TASK TO COMPLETE: Every entry needs to be given again exactly as it reads.

GIVEN INFORMATION:

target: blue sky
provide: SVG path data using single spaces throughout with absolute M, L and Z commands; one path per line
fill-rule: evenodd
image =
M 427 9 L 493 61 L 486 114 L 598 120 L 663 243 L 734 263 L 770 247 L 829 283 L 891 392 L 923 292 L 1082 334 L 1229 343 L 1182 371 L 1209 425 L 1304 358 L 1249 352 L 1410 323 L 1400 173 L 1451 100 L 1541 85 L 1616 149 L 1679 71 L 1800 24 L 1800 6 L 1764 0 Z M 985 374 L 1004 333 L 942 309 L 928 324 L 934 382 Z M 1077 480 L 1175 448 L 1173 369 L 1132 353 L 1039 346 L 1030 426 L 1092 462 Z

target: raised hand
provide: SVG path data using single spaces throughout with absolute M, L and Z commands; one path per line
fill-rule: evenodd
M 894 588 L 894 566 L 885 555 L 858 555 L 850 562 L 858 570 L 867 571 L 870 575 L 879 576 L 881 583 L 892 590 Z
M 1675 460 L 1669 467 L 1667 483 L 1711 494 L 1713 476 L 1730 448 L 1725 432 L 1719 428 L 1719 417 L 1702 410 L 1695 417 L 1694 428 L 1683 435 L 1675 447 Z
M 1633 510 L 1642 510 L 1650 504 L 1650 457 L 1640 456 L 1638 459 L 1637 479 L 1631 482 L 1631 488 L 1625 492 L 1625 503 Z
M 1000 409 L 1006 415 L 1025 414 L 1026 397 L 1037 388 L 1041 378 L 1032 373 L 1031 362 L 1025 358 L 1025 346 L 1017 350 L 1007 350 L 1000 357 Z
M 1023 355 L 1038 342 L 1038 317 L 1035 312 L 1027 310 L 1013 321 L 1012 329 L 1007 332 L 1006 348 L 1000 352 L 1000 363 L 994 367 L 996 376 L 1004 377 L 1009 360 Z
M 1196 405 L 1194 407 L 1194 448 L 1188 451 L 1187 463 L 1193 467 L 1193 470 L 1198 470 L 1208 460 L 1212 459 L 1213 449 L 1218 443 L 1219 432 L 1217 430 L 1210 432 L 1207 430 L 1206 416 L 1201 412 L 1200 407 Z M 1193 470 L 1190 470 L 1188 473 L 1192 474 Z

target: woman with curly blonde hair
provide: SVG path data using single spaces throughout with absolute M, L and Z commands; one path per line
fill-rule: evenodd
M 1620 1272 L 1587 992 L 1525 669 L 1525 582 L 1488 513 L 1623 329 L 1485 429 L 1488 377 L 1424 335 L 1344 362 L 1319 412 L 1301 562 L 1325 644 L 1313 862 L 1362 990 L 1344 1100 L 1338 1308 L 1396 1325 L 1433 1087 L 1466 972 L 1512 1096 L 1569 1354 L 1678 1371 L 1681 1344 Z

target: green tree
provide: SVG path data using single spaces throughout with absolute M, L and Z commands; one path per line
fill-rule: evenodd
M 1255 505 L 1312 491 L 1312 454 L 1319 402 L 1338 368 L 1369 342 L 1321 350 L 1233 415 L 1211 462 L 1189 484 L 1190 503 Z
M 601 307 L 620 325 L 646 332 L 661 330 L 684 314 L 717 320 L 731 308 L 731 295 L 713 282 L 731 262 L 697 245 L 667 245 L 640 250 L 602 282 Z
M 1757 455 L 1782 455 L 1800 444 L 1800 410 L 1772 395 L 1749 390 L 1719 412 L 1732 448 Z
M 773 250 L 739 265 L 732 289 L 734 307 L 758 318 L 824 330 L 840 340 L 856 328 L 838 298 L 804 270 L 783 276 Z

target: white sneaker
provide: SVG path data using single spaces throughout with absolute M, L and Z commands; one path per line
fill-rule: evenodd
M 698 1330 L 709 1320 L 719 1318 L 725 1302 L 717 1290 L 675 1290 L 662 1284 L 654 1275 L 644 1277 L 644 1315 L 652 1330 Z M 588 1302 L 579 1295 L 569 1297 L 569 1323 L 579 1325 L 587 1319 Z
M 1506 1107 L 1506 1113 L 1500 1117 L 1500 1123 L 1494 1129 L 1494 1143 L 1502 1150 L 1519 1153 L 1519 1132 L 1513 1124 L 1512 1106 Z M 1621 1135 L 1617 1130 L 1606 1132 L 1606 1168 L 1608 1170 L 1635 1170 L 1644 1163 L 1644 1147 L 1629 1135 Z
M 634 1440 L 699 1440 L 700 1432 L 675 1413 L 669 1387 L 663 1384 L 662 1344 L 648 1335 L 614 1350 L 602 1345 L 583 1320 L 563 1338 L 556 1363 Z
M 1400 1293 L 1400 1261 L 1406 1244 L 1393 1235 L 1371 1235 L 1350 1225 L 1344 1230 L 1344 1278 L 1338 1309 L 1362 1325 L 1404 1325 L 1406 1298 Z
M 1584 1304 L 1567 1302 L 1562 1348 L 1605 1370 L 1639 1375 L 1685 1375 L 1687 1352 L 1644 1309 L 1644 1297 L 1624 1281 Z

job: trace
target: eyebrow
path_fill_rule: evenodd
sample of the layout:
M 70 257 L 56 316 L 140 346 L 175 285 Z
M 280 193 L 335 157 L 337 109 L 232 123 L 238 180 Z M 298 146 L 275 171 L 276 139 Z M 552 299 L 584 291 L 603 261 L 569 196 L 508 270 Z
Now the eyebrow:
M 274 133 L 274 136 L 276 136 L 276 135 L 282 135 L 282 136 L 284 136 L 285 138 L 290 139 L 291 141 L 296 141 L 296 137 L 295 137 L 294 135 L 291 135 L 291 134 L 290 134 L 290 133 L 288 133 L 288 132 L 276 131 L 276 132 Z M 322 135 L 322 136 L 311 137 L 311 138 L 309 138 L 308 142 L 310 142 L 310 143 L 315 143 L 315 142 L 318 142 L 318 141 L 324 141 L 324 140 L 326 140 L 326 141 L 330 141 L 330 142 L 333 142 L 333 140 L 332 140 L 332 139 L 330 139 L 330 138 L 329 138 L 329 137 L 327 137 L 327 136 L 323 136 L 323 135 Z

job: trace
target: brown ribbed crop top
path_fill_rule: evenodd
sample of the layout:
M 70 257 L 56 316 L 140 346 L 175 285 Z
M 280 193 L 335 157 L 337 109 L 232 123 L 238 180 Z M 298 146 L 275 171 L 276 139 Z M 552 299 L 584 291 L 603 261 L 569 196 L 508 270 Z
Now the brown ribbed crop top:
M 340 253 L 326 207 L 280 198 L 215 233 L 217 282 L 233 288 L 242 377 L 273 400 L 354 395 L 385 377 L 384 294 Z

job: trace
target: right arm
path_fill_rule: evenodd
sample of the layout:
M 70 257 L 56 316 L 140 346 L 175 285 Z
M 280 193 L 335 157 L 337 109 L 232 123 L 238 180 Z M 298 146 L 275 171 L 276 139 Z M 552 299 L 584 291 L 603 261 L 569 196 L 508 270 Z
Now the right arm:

EXERCISE RESULT:
target: blue sky
provide: SVG path data using single spaces throughout with absolute M, L and Z commands; one path per line
fill-rule: evenodd
image =
M 427 9 L 493 61 L 486 114 L 598 120 L 663 243 L 734 263 L 770 247 L 829 283 L 891 392 L 923 292 L 1082 334 L 1229 343 L 1182 371 L 1209 425 L 1304 358 L 1249 352 L 1410 323 L 1400 173 L 1451 100 L 1541 85 L 1616 149 L 1679 71 L 1800 24 L 1800 6 L 1764 0 Z M 985 374 L 1004 333 L 942 309 L 928 324 L 934 382 Z M 1077 480 L 1175 448 L 1173 369 L 1132 353 L 1039 346 L 1030 426 L 1092 462 Z

target: raised hand
provide: SVG path data using single spaces throughout with absolute M, L and Z commands; one path per line
fill-rule: evenodd
M 894 588 L 894 566 L 885 555 L 858 555 L 850 562 L 858 570 L 867 571 L 870 575 L 879 576 L 881 583 L 892 590 Z
M 1675 460 L 1669 467 L 1667 483 L 1711 494 L 1713 476 L 1730 448 L 1725 432 L 1719 428 L 1719 417 L 1702 410 L 1695 417 L 1694 428 L 1683 435 L 1675 447 Z
M 1633 510 L 1642 510 L 1650 504 L 1650 457 L 1640 456 L 1638 459 L 1637 479 L 1631 482 L 1631 488 L 1625 492 L 1625 503 Z
M 1000 409 L 1006 415 L 1025 414 L 1026 397 L 1037 388 L 1041 378 L 1032 373 L 1031 362 L 1025 358 L 1025 346 L 1017 350 L 1007 350 L 1000 357 Z
M 1023 355 L 1038 342 L 1038 317 L 1035 312 L 1027 310 L 1013 321 L 1012 329 L 1007 332 L 1006 348 L 1000 352 L 1000 363 L 994 367 L 996 376 L 1004 377 L 1009 360 Z
M 1196 405 L 1194 407 L 1194 448 L 1188 451 L 1187 463 L 1193 467 L 1193 470 L 1198 470 L 1208 460 L 1212 459 L 1213 449 L 1218 443 L 1219 432 L 1217 430 L 1210 432 L 1207 430 L 1206 416 L 1201 412 L 1200 407 Z M 1193 470 L 1190 470 L 1188 473 L 1192 474 Z

target: woman with curly blonde hair
provide: SVG path data using single spaces throughout with absolute M, L and Z commands; one path per line
fill-rule: evenodd
M 1620 1272 L 1587 992 L 1525 669 L 1525 582 L 1488 513 L 1623 329 L 1485 429 L 1488 377 L 1424 335 L 1344 362 L 1319 412 L 1301 562 L 1325 644 L 1313 862 L 1362 990 L 1344 1100 L 1338 1308 L 1396 1325 L 1433 1087 L 1466 972 L 1512 1096 L 1569 1354 L 1678 1371 L 1681 1344 Z

target: green tree
provide: SVG path data using single spaces throughout with absolute M, L and Z commands; one path per line
fill-rule: evenodd
M 1255 505 L 1312 491 L 1312 454 L 1319 402 L 1338 368 L 1369 342 L 1321 350 L 1233 415 L 1211 462 L 1189 484 L 1190 503 Z
M 601 307 L 620 325 L 646 332 L 661 330 L 684 314 L 717 320 L 731 308 L 731 295 L 713 282 L 731 262 L 697 245 L 667 245 L 640 250 L 602 282 Z
M 1757 455 L 1782 455 L 1800 444 L 1800 410 L 1772 395 L 1749 390 L 1719 412 L 1732 448 Z
M 773 250 L 739 265 L 732 289 L 734 307 L 758 318 L 824 330 L 840 340 L 856 328 L 838 298 L 804 270 L 783 276 Z

target: white sneaker
provide: SVG path data using single spaces throughout with absolute M, L and Z commands; one path per line
fill-rule: evenodd
M 698 1330 L 709 1320 L 719 1318 L 725 1302 L 717 1290 L 675 1290 L 662 1284 L 654 1275 L 644 1277 L 644 1315 L 652 1330 Z M 588 1302 L 579 1295 L 569 1297 L 569 1323 L 579 1325 L 587 1319 Z
M 1506 1107 L 1506 1113 L 1500 1117 L 1500 1123 L 1494 1129 L 1494 1143 L 1502 1150 L 1519 1153 L 1519 1132 L 1513 1124 L 1512 1106 Z M 1621 1135 L 1617 1130 L 1606 1132 L 1606 1168 L 1608 1170 L 1635 1170 L 1644 1163 L 1644 1147 L 1629 1135 Z
M 634 1440 L 699 1440 L 700 1432 L 675 1413 L 669 1387 L 663 1384 L 662 1344 L 648 1335 L 614 1350 L 602 1345 L 583 1320 L 563 1338 L 556 1363 Z
M 1400 1293 L 1400 1261 L 1406 1244 L 1393 1235 L 1371 1235 L 1350 1225 L 1344 1230 L 1344 1278 L 1338 1309 L 1362 1325 L 1404 1325 L 1406 1298 Z
M 1584 1304 L 1567 1302 L 1562 1348 L 1605 1370 L 1639 1375 L 1685 1375 L 1687 1352 L 1644 1309 L 1644 1297 L 1624 1281 Z

job: trace
target: eyebrow
path_fill_rule: evenodd
sample of the layout:
M 70 257 L 56 316 L 140 346 L 175 285 Z
M 280 193 L 335 157 L 337 109 L 232 123 L 238 180 Z M 298 146 L 275 171 L 276 139 Z M 552 299 L 584 291 L 603 261 L 569 196 L 508 270 Z
Now the eyebrow:
M 274 133 L 274 136 L 276 136 L 276 135 L 282 135 L 282 136 L 284 136 L 285 138 L 290 139 L 291 141 L 296 141 L 296 137 L 295 137 L 294 135 L 291 135 L 291 134 L 290 134 L 290 133 L 288 133 L 288 132 L 276 131 L 276 132 Z M 322 135 L 322 136 L 311 137 L 311 138 L 309 138 L 308 142 L 310 142 L 310 143 L 315 143 L 315 142 L 318 142 L 318 141 L 324 141 L 324 140 L 326 140 L 326 141 L 330 141 L 330 142 L 333 142 L 333 140 L 332 140 L 332 139 L 330 139 L 330 138 L 329 138 L 329 137 L 327 137 L 327 136 L 323 136 L 323 135 Z

job: trace
target: brown ribbed crop top
path_fill_rule: evenodd
sample of the layout:
M 70 257 L 56 316 L 140 346 L 175 285 Z
M 280 193 L 335 157 L 337 109 L 232 123 L 238 180 Z M 298 146 L 275 171 L 276 139 Z M 552 299 L 584 291 L 603 261 L 569 196 L 508 270 Z
Now the brown ribbed crop top:
M 340 253 L 326 207 L 280 198 L 215 233 L 217 282 L 233 288 L 242 377 L 273 400 L 354 395 L 385 377 L 384 294 Z

job: trace
target: right arm
path_fill_rule: evenodd
sample of the layout:
M 70 257 L 56 316 L 140 346 L 175 285 Z
M 280 193 L 335 157 L 337 109 L 232 123 L 238 180 Z M 298 146 L 275 171 L 276 139 Z M 552 299 L 584 291 L 603 261 L 569 196 L 508 270 Z
Now the right arm:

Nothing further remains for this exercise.